For every line below, restate it exactly and drop the images.

═══ Exercise material

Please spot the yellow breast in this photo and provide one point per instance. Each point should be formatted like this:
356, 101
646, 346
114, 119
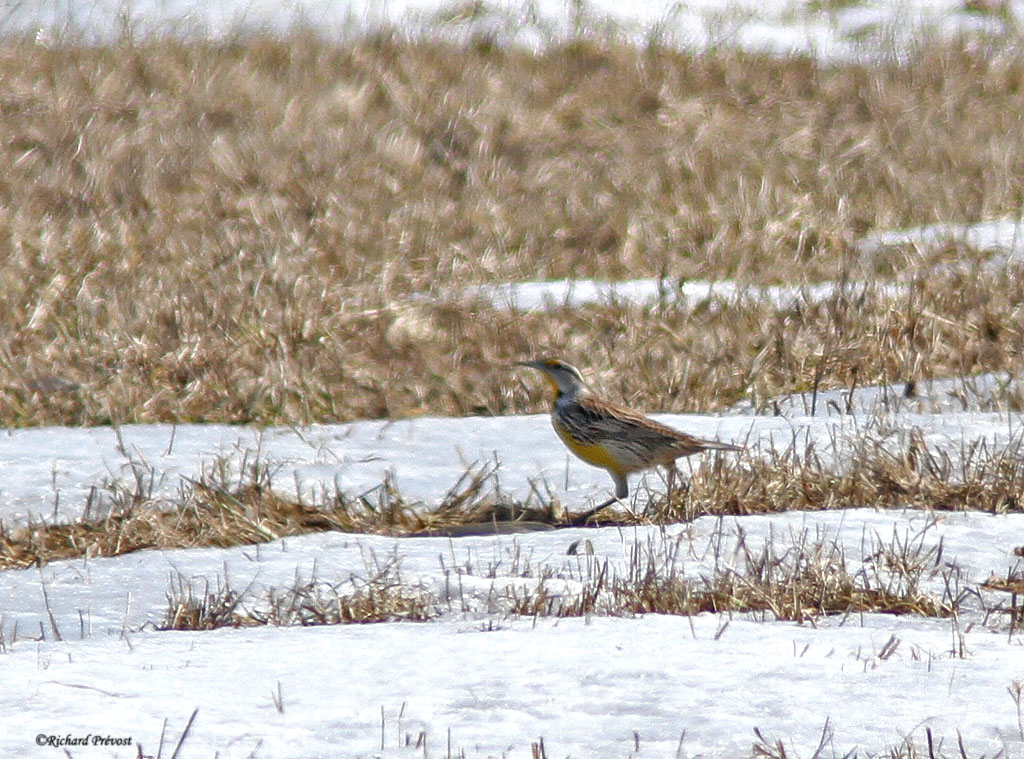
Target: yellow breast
592, 453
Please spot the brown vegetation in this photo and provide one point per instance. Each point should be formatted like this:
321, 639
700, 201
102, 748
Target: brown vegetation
235, 230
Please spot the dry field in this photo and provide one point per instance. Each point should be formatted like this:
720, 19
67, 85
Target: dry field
240, 232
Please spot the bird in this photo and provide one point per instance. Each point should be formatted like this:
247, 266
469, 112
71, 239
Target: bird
613, 437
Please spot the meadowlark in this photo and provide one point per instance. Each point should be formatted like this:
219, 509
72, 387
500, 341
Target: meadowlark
612, 437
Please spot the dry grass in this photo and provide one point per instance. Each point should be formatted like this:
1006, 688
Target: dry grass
801, 580
218, 511
978, 477
800, 577
215, 512
230, 232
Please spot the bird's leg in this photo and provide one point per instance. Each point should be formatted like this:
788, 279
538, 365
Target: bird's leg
584, 517
622, 492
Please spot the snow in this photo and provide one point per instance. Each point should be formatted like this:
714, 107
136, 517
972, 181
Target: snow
782, 27
547, 295
1003, 239
82, 656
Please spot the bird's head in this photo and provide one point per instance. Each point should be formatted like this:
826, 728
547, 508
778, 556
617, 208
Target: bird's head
564, 378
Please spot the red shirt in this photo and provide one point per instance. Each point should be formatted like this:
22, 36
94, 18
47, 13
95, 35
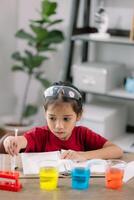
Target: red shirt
41, 139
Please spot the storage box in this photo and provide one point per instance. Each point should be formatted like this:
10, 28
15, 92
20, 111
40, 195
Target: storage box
98, 77
106, 119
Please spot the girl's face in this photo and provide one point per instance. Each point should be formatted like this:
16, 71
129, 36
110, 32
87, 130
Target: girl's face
61, 119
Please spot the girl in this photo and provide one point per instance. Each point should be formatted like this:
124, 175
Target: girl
63, 108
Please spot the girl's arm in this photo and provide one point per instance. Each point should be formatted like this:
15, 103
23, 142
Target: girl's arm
13, 145
108, 151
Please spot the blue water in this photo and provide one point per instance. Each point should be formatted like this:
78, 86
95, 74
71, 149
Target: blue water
80, 178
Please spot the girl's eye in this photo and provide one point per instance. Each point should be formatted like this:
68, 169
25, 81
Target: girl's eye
66, 119
52, 118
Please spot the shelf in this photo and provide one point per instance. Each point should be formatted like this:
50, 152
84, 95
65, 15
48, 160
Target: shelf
112, 39
119, 93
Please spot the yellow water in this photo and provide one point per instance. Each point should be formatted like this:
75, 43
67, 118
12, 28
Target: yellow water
48, 178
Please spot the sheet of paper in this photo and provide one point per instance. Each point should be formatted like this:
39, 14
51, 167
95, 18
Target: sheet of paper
31, 162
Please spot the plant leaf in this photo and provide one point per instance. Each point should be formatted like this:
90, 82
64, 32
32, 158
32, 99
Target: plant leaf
17, 68
48, 8
24, 35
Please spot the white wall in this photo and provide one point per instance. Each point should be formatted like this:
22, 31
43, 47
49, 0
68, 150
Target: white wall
8, 20
14, 14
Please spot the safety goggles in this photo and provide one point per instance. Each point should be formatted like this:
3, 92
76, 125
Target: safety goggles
66, 91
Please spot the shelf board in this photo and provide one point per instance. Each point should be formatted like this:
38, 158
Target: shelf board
112, 39
117, 93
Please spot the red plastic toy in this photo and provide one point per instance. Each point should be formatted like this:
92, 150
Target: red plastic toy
13, 184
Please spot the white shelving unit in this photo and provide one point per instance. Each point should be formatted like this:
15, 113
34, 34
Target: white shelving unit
111, 39
86, 37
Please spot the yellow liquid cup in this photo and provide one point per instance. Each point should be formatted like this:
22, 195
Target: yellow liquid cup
48, 178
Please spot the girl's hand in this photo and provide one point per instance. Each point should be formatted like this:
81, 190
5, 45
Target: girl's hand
73, 155
11, 145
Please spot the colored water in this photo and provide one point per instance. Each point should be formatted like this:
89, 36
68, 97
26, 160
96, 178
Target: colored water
48, 178
80, 178
114, 178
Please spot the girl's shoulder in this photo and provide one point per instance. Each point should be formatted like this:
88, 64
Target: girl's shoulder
82, 129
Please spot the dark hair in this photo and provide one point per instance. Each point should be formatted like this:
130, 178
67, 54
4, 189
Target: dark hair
76, 104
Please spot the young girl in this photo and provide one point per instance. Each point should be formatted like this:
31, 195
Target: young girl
63, 108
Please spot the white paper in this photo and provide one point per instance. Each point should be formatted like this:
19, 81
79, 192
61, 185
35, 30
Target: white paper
32, 162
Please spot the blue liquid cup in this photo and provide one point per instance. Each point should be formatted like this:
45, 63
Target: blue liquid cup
80, 178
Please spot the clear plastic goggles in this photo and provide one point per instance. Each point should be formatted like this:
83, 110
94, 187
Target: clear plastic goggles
66, 91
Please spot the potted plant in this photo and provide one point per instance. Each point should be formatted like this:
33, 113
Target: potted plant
43, 38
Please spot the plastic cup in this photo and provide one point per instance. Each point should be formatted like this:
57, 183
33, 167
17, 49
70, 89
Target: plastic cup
49, 174
80, 176
114, 174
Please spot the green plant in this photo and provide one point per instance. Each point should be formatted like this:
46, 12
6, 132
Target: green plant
42, 39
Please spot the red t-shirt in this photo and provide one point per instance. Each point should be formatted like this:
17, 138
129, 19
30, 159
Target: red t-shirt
41, 139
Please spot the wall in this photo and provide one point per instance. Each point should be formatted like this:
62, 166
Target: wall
8, 23
14, 14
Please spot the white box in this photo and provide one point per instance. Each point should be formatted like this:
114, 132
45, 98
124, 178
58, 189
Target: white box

══════

# [Solution]
Please spot the yellow breast in this photo and provide one point per instance. Each point should be formatted like this:
356, 101
646, 346
114, 119
Target: yellow breast
592, 453
Please spot the brown vegetation in this photo and provide one point per instance. Each point should be formatted like this:
321, 639
700, 201
102, 748
Target: brown vegetation
235, 230
Please spot the dry field in this photo and provide one point per instance. Each point should be formatted like this:
720, 19
67, 85
Target: dry field
240, 232
Please spot the bird in this photo and provide one point per instance. Each point should be formatted like this:
247, 266
469, 112
71, 239
Target: bird
613, 437
Please spot the meadowlark in this photo and provide one point per instance. Each point should be formatted like this:
219, 509
72, 387
500, 341
Target: meadowlark
612, 437
Please spot the dry grass in this photo and provide one point per instance. Each point should be formatted like this:
1006, 688
Target: dry grass
801, 580
218, 511
978, 477
800, 577
215, 512
230, 232
Please spot the bird's leg in this photo and provide one point per instance. Each point should be formatted like this:
788, 279
538, 365
Target: bird's leg
584, 517
622, 492
Please spot the snow in this photo and provide one point per instance. Each point should be formatted like this:
714, 107
136, 517
972, 181
Target: snow
782, 27
547, 295
1003, 239
82, 656
Please spot the bird's head in this photo and provide one point per instance. Each point should be formatted like this:
826, 728
547, 508
778, 556
617, 208
Target: bird's head
564, 378
Please spot the red shirt in this photo and provide one point per instance. Each point should be formatted like this:
22, 36
94, 18
47, 13
95, 35
Target: red shirt
41, 139
Please spot the storage box in this photo and provide one point per instance. Each point should be formatted like this:
10, 28
15, 92
20, 111
40, 195
Target: storage box
98, 77
106, 119
Please spot the girl's face in this photo and provide one point per instance. Each point should be formatted like this:
16, 71
129, 36
110, 32
87, 130
Target: girl's face
61, 119
Please spot the girl in this photo and provide one point per instance. Each point should be formatted like this:
124, 175
Target: girl
63, 108
Please spot the girl's arm in this photo and provide one point per instance. Each point should be formatted like this:
15, 103
23, 142
Target: girl's arm
13, 145
108, 151
Please spot the blue water in this photo and provide one point per instance. Each point should be formatted like this:
78, 86
95, 74
71, 149
Target: blue water
80, 178
Please spot the girl's eye in this photo and provide one point per instance. Each point should be formatted like this:
68, 169
25, 81
Target: girl's eye
66, 119
52, 118
Please spot the shelf in this photo and provide one point per instance. Each point should be formatted like this:
50, 152
84, 95
65, 15
48, 160
Target: shelf
112, 39
119, 93
Please spot the yellow water in this photo and provide one point per instance. Each point should be formatted like this:
75, 43
67, 118
12, 28
Target: yellow water
48, 178
Please spot the sheet of paper in this photo and provide one point per instance. Each point should be formatted like this:
39, 14
51, 167
95, 18
Target: sheet of paper
31, 162
Please spot the plant leaf in this photo and provide one point per instance. Each point should be formatted like this:
90, 82
64, 32
32, 158
32, 99
Target: plant leaf
17, 68
48, 8
24, 35
Please spot the white wall in this photo and provide one point per instance. Each point should be formatted like this:
22, 31
43, 47
49, 0
68, 150
Target: white wall
8, 20
14, 14
Please spot the safety goggles in this photo and provide one point per instance. Each point should be formatted like this:
3, 92
76, 125
Target: safety goggles
66, 91
Please spot the shelf board in this photo and provide one point per instance. Each point should be formatted like this:
38, 158
Target: shelf board
112, 39
117, 93
Please spot the red plastic toy in this photo and provide one point per instance. Each point should be formatted like this:
92, 150
Target: red plastic toy
13, 184
Please spot the white shelving unit in this photo and provide one point per instance. Each point should be formatted like this:
15, 113
34, 34
Target: white shelving unit
111, 39
86, 37
Please spot the yellow liquid cup in this photo and provide one point per instance. Each point should be formatted like this:
22, 195
Target: yellow liquid cup
48, 178
Please spot the girl's hand in this photo and provide one point per instance. Each point should be formatted like this:
81, 190
5, 45
Target: girl's hand
73, 155
11, 145
Please spot the colored water in this photo and provide one point per instance. Each point should be formatted like this:
89, 36
68, 97
26, 160
96, 178
Target: colored water
48, 178
80, 178
114, 178
Please spot the girl's shoulder in this photo and provide one point per instance. Each point should be formatted like this:
88, 64
Target: girl's shoulder
82, 129
Please spot the dark hair in this photo and provide one point per instance. Each point should be formatted like this:
130, 178
67, 54
4, 189
Target: dark hair
76, 104
Please spot the young girl in this photo and provide one point per instance. Each point should be formatted like this:
31, 195
Target: young girl
63, 108
Please spot the white paper in this photo and provide one point per instance. Each point should be formatted like this:
19, 81
79, 192
61, 185
35, 30
Target: white paper
32, 162
Please spot the blue liquid cup in this photo and provide one point per instance. Each point should be formatted like this:
45, 63
Target: blue liquid cup
80, 178
Please spot the clear plastic goggles in this photo and provide one point per instance. Each point should be formatted like this:
83, 110
94, 187
Target: clear plastic goggles
66, 91
Please spot the potted plant in this photo and provide one point per instance. Each point should be formatted like this:
33, 113
Target: potted plant
43, 38
Please spot the plastic cup in this photo and provide one point per instance. Each point should be formatted like this:
57, 183
33, 167
17, 49
70, 89
Target: plastic cup
49, 174
80, 176
114, 174
Please spot the green plant in this photo and provide one point per instance. Each point should be formatted like this:
46, 12
6, 132
Target: green plant
42, 39
Please spot the red t-shirt in this photo and provide one point per instance. Each point should be formatted like this:
17, 138
129, 19
30, 159
Target: red t-shirt
41, 139
Please spot the wall in this photo and provide one point per instance. Each point should be formatted like this:
62, 166
Target: wall
8, 23
14, 14
Please spot the white box in this photo and provide one point per instance. Each point should be formatted like this:
114, 132
45, 98
124, 178
58, 189
Target: white box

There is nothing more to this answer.